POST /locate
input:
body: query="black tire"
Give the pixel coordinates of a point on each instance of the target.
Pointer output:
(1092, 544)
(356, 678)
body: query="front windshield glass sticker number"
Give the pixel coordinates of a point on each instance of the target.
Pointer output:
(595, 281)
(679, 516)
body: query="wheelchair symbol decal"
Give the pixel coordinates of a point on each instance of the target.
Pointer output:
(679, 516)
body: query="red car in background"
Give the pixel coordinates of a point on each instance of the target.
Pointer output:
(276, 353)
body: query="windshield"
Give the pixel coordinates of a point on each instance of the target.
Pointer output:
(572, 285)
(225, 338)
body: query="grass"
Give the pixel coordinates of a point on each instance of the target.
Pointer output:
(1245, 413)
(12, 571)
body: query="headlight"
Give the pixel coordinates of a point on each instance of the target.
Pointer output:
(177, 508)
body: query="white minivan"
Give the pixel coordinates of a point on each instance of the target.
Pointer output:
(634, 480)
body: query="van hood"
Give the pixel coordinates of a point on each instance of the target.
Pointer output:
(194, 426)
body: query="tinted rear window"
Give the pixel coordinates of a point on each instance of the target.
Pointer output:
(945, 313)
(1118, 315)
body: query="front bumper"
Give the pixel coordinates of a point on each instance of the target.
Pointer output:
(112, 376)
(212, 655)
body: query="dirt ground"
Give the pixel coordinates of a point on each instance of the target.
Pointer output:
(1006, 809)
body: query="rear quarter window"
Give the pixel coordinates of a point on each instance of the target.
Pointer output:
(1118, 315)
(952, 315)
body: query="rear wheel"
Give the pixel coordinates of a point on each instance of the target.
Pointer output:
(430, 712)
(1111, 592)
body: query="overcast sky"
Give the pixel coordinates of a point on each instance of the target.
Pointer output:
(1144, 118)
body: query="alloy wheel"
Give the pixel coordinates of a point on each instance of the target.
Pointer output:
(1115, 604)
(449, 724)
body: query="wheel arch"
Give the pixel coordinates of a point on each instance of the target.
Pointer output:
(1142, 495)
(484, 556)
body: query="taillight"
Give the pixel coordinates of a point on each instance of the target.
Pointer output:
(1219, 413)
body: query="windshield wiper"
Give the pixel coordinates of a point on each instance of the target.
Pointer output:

========

**Problem details**
Pull out every line in the records above that has the word "windshield" in it.

**Answer in full**
body: query="front windshield glass sticker number"
body: query="windshield"
body: query="windshield wiper"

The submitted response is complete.